*EXERCISE MATERIAL*:
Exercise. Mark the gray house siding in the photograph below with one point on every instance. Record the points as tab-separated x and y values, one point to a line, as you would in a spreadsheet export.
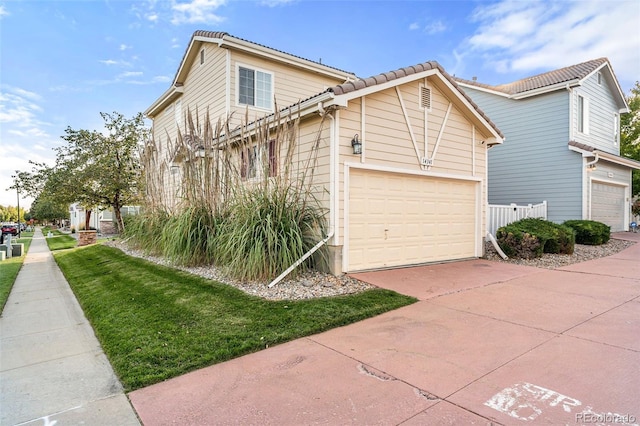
603	115
534	163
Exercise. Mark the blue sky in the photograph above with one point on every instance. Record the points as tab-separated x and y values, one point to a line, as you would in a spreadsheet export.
64	62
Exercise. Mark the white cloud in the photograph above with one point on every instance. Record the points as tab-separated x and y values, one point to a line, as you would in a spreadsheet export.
275	3
110	62
537	36
435	27
432	28
130	74
196	11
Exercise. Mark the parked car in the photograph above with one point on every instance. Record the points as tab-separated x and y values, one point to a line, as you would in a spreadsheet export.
10	228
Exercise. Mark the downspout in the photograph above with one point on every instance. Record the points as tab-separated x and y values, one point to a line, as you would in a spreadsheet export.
591	163
315	248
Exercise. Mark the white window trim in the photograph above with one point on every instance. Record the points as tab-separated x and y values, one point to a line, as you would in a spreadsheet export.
237	87
585	114
178	111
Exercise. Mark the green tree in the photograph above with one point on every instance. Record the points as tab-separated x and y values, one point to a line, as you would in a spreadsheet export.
99	168
630	133
47	208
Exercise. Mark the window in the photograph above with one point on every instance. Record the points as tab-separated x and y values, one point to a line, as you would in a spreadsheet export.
252	161
254	88
583	115
178	111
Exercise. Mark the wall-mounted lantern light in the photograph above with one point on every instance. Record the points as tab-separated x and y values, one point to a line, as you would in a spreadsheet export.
356	145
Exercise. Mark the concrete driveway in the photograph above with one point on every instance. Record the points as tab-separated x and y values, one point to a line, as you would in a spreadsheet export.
486	343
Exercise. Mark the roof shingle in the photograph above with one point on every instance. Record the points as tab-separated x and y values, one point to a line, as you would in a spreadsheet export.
550	78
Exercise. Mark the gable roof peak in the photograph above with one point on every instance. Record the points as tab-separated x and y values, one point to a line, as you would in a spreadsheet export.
567	74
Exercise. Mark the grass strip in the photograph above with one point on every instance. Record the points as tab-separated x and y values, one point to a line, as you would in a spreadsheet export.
9	269
155	322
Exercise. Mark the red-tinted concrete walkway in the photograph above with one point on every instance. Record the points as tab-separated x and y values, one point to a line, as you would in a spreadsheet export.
487	342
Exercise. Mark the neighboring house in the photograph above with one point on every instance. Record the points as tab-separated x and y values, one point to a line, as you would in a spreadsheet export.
101	220
416	193
562	132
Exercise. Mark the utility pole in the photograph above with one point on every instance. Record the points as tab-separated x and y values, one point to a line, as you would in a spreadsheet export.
19	227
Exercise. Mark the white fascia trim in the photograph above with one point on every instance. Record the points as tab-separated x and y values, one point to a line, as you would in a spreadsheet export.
266	52
619	91
381	168
471	108
547	89
612	158
585	153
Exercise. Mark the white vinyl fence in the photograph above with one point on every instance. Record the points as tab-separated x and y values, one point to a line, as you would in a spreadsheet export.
501	215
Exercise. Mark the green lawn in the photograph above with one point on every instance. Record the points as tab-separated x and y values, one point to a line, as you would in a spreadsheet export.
9	269
155	322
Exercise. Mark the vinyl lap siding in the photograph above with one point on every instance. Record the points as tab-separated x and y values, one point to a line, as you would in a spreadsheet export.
387	141
602	110
534	163
204	86
290	85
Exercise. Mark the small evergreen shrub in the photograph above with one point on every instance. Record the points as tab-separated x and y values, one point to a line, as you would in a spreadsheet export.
530	238
590	232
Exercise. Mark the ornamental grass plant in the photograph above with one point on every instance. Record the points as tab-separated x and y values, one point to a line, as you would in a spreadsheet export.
231	197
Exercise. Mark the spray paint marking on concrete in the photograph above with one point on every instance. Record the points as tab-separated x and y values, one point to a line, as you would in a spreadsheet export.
526	401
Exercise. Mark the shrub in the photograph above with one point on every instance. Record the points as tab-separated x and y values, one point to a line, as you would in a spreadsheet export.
531	237
590	232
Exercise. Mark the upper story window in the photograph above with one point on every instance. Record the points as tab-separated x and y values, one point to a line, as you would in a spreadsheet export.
583	115
178	111
255	87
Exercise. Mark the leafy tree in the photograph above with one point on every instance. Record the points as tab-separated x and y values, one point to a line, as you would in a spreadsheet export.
630	133
47	208
99	168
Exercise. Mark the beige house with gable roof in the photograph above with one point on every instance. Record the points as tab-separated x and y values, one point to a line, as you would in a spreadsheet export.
416	192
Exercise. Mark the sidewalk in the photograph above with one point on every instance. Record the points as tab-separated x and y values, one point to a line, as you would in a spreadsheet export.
488	343
52	368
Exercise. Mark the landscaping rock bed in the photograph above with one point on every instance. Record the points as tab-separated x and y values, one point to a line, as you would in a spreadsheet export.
581	253
309	285
313	284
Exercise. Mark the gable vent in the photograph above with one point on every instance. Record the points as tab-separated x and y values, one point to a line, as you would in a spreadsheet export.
425	98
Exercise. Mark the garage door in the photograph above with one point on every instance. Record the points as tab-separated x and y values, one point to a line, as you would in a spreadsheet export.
396	219
607	205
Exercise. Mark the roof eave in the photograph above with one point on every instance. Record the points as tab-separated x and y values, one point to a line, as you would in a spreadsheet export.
547	89
342	99
167	97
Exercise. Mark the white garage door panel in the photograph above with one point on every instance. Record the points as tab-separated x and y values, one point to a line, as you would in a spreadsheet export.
397	219
607	205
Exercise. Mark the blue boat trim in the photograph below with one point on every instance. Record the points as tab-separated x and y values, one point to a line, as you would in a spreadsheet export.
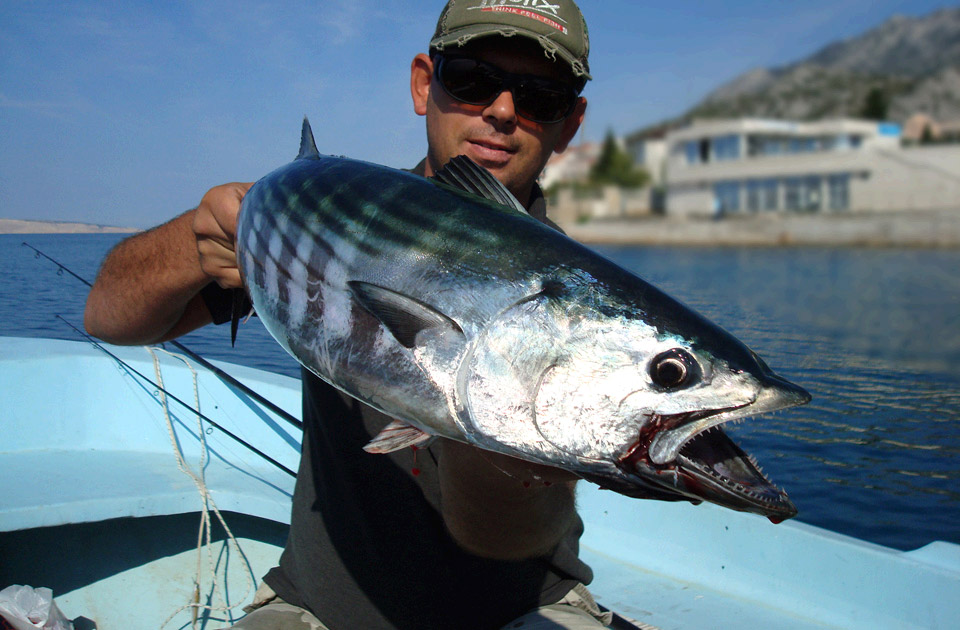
85	441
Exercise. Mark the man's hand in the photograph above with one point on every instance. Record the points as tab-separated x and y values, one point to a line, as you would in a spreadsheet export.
148	288
215	226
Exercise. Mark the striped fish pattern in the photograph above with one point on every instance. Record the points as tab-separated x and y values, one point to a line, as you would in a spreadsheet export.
442	303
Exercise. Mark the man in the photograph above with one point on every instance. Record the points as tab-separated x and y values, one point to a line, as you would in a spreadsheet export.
450	536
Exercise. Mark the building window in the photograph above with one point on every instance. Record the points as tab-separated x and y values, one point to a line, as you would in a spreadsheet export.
726	197
812	194
726	148
803	194
839	191
792	193
762	195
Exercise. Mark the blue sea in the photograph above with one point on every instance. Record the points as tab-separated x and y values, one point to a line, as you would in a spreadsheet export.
874	335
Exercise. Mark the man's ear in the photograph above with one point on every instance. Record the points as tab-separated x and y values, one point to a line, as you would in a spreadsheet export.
571	125
421	73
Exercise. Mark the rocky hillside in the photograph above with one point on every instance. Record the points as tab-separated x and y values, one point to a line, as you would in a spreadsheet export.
905	65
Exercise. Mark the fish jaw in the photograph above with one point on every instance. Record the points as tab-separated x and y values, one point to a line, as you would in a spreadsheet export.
689	455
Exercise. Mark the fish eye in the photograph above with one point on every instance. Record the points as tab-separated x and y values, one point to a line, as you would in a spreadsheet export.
674	369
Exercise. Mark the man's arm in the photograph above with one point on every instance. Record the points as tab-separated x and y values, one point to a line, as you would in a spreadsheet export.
148	288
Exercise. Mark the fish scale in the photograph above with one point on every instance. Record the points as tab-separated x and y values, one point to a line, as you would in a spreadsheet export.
463	317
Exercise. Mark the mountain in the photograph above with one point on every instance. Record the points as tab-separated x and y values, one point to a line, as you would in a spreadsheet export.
904	66
21	226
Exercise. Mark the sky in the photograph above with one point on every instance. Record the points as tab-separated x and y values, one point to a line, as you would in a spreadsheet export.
125	113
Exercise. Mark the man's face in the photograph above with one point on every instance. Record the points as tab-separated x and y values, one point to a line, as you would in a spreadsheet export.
512	148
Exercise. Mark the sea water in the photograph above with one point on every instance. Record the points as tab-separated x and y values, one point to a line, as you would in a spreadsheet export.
874	335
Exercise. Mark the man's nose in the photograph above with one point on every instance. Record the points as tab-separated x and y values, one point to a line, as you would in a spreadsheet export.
501	111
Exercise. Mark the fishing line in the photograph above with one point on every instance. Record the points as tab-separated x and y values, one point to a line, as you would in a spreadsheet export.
212	423
193	355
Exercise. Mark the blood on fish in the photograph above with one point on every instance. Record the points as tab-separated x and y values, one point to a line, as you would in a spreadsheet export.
414	471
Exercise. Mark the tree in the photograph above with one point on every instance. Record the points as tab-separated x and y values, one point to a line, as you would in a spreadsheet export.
615	167
875	105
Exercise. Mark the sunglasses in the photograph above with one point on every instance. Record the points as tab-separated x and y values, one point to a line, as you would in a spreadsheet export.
475	82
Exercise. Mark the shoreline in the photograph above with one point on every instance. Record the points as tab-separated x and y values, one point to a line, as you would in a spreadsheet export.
916	229
23	226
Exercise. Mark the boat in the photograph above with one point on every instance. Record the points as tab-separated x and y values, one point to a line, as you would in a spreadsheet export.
110	475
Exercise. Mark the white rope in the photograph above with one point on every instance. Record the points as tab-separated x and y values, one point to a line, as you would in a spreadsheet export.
204	536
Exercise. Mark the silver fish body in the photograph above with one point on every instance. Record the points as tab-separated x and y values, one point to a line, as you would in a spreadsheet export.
463	317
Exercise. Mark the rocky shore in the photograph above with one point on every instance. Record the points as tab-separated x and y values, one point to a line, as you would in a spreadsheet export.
902	229
19	226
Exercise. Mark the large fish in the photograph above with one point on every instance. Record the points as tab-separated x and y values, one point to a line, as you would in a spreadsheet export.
442	303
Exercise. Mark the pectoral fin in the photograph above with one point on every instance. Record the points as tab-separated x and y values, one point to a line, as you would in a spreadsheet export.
397	435
401	314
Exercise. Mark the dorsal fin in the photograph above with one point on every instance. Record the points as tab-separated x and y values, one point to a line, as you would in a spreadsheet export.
464	174
308	147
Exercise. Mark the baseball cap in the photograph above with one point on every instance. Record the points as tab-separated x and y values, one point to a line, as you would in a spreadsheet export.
557	25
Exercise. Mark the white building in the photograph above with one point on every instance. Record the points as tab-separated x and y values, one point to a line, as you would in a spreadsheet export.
753	165
573	165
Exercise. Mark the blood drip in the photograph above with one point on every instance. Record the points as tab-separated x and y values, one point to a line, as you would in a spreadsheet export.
415	471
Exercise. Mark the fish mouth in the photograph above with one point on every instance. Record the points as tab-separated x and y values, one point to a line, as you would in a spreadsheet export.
692	456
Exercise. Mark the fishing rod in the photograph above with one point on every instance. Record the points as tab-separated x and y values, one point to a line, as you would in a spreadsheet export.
196	357
214	424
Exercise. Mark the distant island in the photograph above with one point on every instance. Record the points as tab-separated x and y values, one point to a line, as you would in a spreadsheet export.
19	226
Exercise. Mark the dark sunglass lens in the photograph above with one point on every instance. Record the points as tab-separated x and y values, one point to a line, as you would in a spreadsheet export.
544	101
470	81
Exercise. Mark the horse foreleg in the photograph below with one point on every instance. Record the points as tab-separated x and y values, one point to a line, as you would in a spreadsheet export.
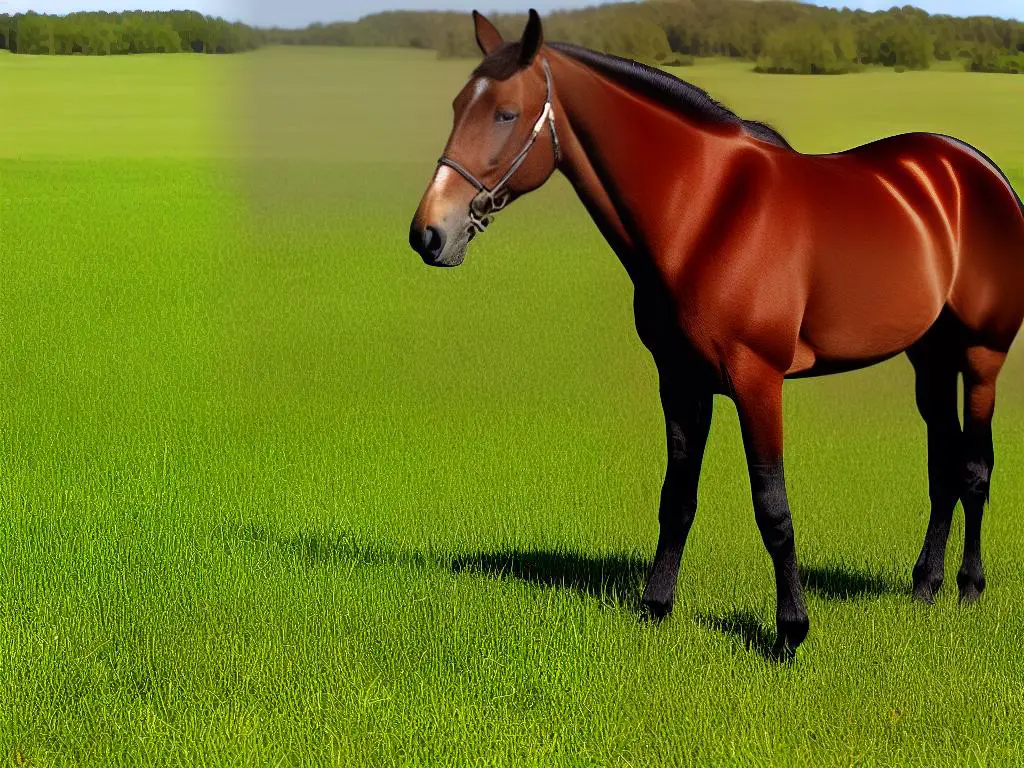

*DIRECTIONS FOR THIS TASK*: Write out again every line from the one containing "Exercise. Mark the distant" up to and including the final line, shifting each coordinate in the answers by adding 58 and keeping all other wording unchanged. Leave the pictures out of your answer.

*COMPLETED EXERCISE*:
Exercise. Mark the distant island in the photograph above with one point on every instance. Record the points as tab-separated x and y values, one point to a line, as you would in a spreadsheet export.
77	284
Exercise. Mark the dark sunglass lens in the photograph above with one point on every instance. Record the points as tab-separated x and y values, one point to a line, as you would in a spreadsheet export.
602	159
528	139
Exercise. Mark the horse foreleg in the photograph below with one point on every instance. Record the points as tab-separated x and y values, one point to a line, as you would in a spreadsheet export.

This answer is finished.